Set every record down again, exactly and completely.
Segment Start: Entries shown
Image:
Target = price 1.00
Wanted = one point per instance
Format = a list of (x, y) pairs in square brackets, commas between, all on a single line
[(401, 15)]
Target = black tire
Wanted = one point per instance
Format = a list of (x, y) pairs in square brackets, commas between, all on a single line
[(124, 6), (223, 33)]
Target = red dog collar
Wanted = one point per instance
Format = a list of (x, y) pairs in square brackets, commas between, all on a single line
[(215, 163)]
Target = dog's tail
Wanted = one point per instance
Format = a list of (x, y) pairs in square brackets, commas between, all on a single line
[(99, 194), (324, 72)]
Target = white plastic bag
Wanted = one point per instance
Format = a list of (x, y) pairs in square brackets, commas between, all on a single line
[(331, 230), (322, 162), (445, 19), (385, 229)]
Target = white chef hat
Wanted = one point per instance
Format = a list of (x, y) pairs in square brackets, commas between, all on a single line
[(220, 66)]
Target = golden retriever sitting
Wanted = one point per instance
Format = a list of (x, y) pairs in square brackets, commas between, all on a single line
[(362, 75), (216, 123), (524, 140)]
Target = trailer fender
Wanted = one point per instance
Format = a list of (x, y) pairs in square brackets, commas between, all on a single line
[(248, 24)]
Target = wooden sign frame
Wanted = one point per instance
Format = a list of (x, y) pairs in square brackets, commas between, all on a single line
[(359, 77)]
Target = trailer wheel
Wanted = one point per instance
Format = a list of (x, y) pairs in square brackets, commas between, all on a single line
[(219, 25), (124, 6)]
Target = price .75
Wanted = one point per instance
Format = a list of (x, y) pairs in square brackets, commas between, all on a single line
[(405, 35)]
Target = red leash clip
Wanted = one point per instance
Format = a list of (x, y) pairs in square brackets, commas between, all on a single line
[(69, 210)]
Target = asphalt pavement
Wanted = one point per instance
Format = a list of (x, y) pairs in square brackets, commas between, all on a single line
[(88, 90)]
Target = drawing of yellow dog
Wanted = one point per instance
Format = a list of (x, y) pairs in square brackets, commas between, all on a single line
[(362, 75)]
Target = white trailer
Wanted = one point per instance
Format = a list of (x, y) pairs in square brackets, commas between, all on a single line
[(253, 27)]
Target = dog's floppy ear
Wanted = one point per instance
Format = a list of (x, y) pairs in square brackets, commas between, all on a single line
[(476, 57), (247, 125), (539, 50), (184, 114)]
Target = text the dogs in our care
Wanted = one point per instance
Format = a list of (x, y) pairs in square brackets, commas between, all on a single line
Segment End: Entries shown
Response to the exercise
Image:
Target = price 1.00
Wanted = one point per instance
Format = a list of (x, y) pairs in square brackets, commas between, all on a single line
[(401, 15)]
Target = black tire
Wanted = one point per instance
Format = a list of (x, y) pairs in square brackets, commas between, all on a single line
[(124, 6), (223, 33)]
Target = red dog collar
Wanted = one point per instance
Format = a list of (x, y) pairs in square brackets, commas between, all on a single line
[(215, 163)]
Target = dog's tail
Wanted = one point per instance
Format = a list of (x, y) pairs in square brackets, commas between, all on a single line
[(99, 194), (324, 72)]
Target = white plastic bag
Wanted = one point per instance
Format = a list of (x, y) pairs in square brackets, commas between, all on a single line
[(331, 230), (322, 162), (445, 19), (385, 229)]
Target = white chef hat
Wanted = one point per instance
Format = a list of (x, y) pairs in square brackets, commas between, all on a single line
[(220, 66)]
Target = golden retriever sitting
Wanted = one point per instance
Format = a list of (x, y) pairs in square brackets, commas between, all on a single line
[(362, 75), (216, 123), (524, 140)]
Target = trailer fender
Wanted = one point per instance
Format = a list of (x, y) pairs in square brackets, commas between, all on a single line
[(248, 24)]
Target = wooden sign frame
Wanted = one point per instance
Format = a list of (x, y) pairs in square brackets, commas between, all on a single line
[(359, 77)]
Target = trailer wheel
Wanted = one point per instance
Format = a list of (x, y) pairs in square brackets, commas between, all on a single line
[(219, 25), (124, 6)]
Target = price .75
Wanted = one point per instance
Format = a list of (x, y) pairs in square brackets, commas between, all on a single line
[(405, 35)]
Target = red leash clip
Wanted = one point per instance
Format = a list of (x, y) pairs in square brackets, commas between, all on a single line
[(69, 210)]
Target = asphalt pavement
Wanted = one point per instance
Format = a list of (x, y) pairs in square brackets, commas between, all on a single line
[(88, 90)]
Target = drawing of yellow dog
Wanted = one point per instance
Format = a list of (x, y) pairs in square brackets, commas between, all on a single line
[(362, 75)]
Target = white trailer
Wanted = one point per instance
Format = a list of (x, y) pairs in square brackets, commas between, all on a single line
[(253, 27)]
Target = dog's floppy ear
Wanted = one point per instance
Format = a list of (x, y) pairs in square brackets, commas between, all on a single line
[(476, 57), (247, 125), (539, 50), (184, 114)]
Target = text the dogs in our care
Wanted = one point per instance
Format = a list of (x, y) pairs in square brackets, commas between, all on a single line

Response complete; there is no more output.